• WORK TASK
For the data that follows, state how many lines hold the string "dispenser", giving the number by itself.

• EXERCISE MATERIALS
# # #

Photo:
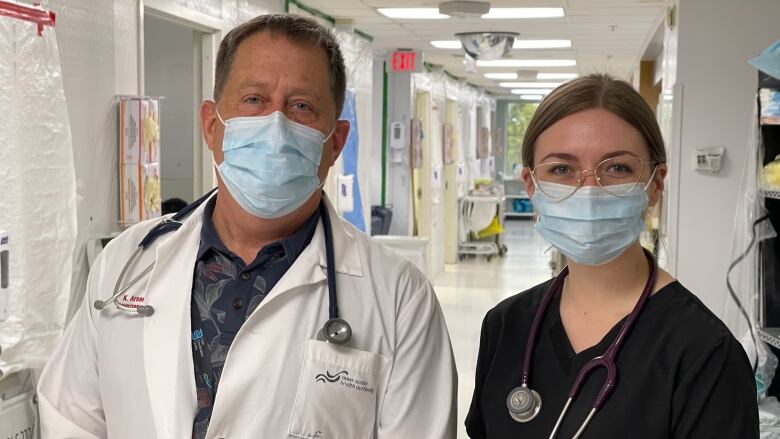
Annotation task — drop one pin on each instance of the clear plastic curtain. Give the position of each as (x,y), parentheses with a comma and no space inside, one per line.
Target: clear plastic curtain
(38,193)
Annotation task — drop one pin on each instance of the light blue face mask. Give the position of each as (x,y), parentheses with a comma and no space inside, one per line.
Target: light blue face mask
(592,227)
(270,163)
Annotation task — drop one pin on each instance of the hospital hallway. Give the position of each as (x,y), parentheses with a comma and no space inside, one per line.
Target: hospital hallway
(308,208)
(467,290)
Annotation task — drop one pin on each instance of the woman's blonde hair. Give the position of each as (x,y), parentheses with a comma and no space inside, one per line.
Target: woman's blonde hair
(595,91)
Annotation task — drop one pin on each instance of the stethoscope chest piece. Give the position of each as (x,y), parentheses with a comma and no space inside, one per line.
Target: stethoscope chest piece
(523,404)
(336,331)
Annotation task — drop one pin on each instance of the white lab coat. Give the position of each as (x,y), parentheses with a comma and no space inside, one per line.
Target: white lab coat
(120,376)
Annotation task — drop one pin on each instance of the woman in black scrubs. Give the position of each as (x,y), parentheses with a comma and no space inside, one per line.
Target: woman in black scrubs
(594,166)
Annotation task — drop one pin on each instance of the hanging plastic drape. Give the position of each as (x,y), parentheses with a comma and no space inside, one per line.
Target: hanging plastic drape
(37,196)
(356,158)
(749,230)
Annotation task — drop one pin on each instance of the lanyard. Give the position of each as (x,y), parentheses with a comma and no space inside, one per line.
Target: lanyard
(201,354)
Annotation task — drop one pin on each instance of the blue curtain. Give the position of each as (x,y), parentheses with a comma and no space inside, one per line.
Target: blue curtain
(350,155)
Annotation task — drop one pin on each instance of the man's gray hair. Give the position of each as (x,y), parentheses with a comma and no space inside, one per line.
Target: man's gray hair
(296,28)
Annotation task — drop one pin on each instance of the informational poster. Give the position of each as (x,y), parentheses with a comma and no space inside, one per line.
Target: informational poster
(417,137)
(351,196)
(139,159)
(483,148)
(447,143)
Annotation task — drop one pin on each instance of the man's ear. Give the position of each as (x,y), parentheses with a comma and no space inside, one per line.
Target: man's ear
(209,123)
(339,138)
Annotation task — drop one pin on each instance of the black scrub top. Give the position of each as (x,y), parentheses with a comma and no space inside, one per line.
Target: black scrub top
(680,374)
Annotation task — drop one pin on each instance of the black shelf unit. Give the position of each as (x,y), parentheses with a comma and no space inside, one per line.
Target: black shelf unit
(769,249)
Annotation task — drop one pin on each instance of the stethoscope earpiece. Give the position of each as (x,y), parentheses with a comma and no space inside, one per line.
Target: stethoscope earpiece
(523,404)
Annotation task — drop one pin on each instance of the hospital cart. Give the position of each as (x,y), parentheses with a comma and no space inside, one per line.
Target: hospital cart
(476,212)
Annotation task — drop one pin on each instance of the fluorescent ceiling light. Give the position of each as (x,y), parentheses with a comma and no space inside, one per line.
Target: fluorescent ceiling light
(529,84)
(531,91)
(556,75)
(531,97)
(447,44)
(507,13)
(413,13)
(501,75)
(541,44)
(527,63)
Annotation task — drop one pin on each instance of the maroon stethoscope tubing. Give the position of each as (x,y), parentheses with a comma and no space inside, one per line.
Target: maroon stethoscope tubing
(607,360)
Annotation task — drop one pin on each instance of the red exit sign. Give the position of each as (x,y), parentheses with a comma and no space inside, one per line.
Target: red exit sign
(406,61)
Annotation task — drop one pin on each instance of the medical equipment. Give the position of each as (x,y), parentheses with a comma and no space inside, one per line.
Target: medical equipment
(398,142)
(525,403)
(5,276)
(476,212)
(335,330)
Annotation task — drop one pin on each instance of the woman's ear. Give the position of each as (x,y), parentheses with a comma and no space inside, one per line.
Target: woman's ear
(657,185)
(528,181)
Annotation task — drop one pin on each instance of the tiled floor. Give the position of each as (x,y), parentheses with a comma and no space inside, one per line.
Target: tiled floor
(468,290)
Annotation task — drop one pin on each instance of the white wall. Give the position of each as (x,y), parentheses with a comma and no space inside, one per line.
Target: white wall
(98,43)
(714,40)
(169,65)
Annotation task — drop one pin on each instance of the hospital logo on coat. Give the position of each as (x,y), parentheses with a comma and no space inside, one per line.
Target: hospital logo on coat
(327,376)
(345,380)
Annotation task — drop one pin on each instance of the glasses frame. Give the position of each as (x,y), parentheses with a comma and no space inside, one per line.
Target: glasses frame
(582,174)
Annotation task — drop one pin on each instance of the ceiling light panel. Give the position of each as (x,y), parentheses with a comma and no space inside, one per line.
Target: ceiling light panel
(501,75)
(529,84)
(515,13)
(447,44)
(528,63)
(531,91)
(531,97)
(556,75)
(413,13)
(541,44)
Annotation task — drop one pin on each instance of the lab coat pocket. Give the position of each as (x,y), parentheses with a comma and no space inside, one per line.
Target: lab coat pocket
(337,392)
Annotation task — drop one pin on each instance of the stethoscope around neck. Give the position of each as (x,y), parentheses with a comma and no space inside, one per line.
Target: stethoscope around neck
(525,403)
(335,330)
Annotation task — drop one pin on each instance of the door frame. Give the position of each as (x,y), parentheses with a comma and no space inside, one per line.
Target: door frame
(210,28)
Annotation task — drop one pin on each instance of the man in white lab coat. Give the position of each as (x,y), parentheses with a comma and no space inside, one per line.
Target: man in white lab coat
(233,348)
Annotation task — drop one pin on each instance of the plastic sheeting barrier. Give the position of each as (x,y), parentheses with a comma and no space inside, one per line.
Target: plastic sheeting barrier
(38,196)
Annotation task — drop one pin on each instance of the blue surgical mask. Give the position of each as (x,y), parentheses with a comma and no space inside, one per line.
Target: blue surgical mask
(591,227)
(270,163)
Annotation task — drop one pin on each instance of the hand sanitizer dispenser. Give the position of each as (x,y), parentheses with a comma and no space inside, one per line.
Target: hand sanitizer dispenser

# # #

• SOLUTION BELOW
2